■ WORK TO BE COMPLETED: The required output is the line that contains "If you could pick out the suv front" through the last line of the data, retyped verbatim and with nothing added.

■ INPUT MATERIAL:

####################

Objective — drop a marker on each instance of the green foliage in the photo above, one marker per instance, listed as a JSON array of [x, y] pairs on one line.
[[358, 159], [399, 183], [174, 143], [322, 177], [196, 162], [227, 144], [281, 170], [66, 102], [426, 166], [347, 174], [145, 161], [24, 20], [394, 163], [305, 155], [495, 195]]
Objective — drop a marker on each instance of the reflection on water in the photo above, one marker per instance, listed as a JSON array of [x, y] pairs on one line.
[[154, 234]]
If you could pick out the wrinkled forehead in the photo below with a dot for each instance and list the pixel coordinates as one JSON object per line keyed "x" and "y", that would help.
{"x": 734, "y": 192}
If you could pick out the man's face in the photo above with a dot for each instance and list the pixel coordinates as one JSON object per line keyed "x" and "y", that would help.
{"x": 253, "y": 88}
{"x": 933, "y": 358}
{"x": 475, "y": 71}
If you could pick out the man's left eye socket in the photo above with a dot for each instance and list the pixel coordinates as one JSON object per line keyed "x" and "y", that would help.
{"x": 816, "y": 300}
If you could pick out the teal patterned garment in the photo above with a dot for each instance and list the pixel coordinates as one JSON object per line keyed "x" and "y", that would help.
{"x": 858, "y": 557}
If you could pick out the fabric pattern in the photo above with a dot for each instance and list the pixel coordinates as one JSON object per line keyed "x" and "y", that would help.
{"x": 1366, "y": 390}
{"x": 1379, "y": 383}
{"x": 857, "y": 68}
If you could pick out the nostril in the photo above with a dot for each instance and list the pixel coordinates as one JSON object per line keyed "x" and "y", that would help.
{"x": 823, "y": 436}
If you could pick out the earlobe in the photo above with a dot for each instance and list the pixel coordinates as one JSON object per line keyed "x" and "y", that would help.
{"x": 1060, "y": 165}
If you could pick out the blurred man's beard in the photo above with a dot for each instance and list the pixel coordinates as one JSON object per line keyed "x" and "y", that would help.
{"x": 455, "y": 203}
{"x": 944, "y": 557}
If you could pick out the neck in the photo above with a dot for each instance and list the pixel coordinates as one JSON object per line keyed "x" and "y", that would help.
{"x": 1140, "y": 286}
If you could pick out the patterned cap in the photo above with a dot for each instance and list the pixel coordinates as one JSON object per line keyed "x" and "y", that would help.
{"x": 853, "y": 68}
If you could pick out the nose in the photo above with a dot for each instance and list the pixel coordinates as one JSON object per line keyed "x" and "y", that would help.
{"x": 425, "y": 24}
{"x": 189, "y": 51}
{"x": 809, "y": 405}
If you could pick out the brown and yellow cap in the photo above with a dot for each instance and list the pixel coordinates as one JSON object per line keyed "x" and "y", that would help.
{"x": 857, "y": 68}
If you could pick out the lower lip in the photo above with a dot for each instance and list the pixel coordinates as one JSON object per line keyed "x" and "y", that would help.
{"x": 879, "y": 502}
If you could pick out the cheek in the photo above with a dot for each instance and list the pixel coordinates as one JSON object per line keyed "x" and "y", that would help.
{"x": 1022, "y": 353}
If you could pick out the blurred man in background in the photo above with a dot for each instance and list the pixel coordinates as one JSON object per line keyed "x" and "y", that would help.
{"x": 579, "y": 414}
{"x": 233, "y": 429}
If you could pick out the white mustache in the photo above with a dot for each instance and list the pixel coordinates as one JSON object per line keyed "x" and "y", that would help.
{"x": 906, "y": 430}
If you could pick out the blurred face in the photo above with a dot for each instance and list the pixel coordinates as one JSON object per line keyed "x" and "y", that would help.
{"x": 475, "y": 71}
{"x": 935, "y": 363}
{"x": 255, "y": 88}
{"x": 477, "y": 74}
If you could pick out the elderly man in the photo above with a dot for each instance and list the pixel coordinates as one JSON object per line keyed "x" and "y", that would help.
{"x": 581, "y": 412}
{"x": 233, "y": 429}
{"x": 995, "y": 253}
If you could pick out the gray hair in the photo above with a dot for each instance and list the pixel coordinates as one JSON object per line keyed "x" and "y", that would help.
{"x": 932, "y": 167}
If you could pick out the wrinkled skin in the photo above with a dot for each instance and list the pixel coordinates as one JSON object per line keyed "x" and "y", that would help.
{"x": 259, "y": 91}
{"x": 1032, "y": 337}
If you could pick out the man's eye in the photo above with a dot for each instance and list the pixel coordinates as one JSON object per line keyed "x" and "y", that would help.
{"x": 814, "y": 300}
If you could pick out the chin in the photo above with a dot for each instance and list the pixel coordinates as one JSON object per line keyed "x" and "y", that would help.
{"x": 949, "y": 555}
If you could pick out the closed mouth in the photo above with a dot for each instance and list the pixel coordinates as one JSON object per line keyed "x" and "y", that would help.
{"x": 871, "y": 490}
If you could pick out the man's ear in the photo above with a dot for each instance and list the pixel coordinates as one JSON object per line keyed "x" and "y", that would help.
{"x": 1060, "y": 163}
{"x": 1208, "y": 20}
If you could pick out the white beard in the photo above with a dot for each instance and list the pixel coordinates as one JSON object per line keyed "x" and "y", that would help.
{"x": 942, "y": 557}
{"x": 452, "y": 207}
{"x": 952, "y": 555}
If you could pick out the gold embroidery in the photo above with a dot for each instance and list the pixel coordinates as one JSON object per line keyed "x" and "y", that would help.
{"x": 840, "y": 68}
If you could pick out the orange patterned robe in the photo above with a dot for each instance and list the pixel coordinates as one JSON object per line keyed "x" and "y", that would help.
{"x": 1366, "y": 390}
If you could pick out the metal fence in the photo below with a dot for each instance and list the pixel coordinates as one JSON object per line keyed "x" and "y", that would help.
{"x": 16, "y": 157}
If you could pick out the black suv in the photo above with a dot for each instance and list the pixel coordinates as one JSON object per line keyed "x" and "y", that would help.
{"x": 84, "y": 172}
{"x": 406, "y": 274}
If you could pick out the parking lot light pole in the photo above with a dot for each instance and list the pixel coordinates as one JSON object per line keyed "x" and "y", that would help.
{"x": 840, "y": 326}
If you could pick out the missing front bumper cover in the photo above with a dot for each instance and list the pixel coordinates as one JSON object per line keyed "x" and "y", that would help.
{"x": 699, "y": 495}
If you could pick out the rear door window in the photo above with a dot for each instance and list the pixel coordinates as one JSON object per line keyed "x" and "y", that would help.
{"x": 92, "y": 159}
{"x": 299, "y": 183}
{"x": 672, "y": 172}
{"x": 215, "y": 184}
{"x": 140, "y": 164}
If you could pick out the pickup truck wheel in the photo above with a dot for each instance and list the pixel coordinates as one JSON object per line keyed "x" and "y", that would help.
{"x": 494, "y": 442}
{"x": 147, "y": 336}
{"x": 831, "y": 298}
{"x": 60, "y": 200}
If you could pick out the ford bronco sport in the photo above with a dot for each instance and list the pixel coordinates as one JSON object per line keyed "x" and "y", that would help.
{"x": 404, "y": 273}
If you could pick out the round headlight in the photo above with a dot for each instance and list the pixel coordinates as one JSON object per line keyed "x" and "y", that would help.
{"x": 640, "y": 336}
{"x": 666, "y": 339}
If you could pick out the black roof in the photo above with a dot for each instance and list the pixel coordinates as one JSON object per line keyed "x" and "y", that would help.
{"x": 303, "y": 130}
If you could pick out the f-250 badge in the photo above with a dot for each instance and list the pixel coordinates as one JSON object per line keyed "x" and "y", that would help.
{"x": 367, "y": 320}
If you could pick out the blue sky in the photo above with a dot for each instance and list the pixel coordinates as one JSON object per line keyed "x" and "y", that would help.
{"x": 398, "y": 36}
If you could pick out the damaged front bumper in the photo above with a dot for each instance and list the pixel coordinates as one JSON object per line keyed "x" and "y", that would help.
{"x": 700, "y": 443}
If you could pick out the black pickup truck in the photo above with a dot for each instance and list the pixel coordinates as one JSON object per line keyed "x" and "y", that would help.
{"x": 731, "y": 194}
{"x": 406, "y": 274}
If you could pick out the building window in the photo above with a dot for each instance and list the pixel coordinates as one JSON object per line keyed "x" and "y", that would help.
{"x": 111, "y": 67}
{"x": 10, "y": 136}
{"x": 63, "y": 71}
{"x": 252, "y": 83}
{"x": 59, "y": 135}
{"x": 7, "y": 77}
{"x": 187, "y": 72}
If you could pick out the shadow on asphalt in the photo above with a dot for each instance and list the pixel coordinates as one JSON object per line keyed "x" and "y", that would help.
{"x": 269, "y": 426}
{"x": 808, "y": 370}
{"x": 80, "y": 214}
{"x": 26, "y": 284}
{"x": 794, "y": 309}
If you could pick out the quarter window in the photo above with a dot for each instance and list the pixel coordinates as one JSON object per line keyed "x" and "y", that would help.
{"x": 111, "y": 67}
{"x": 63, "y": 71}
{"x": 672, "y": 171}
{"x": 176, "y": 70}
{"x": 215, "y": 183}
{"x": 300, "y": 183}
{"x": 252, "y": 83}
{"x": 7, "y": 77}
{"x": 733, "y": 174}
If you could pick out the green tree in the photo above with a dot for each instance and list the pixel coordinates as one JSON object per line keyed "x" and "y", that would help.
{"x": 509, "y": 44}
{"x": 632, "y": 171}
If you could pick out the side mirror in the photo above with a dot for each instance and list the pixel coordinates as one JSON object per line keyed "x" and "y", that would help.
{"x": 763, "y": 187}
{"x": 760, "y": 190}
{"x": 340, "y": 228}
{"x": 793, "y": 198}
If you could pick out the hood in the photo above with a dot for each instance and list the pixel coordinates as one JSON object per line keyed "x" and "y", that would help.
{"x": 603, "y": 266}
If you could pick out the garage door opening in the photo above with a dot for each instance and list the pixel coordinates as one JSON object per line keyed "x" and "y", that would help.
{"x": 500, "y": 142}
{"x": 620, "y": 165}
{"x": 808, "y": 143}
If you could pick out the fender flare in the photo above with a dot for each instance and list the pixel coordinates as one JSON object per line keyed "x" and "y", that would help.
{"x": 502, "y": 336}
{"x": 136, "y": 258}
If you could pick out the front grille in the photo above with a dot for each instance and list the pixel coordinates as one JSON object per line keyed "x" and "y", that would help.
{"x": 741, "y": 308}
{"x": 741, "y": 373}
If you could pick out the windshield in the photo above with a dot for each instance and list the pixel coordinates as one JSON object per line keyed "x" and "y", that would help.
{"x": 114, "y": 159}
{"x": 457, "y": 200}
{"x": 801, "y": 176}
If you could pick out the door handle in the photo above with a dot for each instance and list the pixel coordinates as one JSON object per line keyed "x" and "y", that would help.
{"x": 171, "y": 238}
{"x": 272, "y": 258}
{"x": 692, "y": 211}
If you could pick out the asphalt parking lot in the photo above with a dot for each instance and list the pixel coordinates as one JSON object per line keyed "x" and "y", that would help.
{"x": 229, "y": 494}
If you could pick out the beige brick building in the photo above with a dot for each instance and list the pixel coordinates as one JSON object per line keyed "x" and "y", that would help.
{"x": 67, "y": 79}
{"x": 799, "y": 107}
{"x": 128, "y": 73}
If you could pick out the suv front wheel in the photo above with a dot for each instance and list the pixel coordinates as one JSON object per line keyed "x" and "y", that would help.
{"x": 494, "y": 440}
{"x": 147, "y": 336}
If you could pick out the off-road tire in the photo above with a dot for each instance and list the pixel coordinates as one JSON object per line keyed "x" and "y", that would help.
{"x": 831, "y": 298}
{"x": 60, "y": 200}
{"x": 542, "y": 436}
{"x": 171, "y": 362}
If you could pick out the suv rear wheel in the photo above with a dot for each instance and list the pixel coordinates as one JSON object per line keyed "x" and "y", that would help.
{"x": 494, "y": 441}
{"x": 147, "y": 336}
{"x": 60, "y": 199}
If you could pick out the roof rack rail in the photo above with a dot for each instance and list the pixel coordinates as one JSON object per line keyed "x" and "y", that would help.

####################

■ ANSWER SECTION:
If you could pick out the suv front wheel in the photo above with a dot for each instance and list the pixel coordinates as one JSON object per line keyed "x" and "y", that would help.
{"x": 494, "y": 440}
{"x": 147, "y": 336}
If you could pick out the off-road tire in the photo above with a dot for each instance and list the pixel coordinates as one JSON object per line keyed "x" and "y", that would help.
{"x": 831, "y": 298}
{"x": 60, "y": 200}
{"x": 542, "y": 436}
{"x": 171, "y": 362}
If you could pick out the suv rear wheel in the photo above with a dot for each instance and list the pixel coordinates as one JSON object per line keyed "x" and "y", that would help.
{"x": 494, "y": 441}
{"x": 147, "y": 336}
{"x": 60, "y": 199}
If you could pick out the roof rack rail in the photo above with a dot for each instance and list the pixel coordinates as one JSON object per line keyed "x" and "y", that would help.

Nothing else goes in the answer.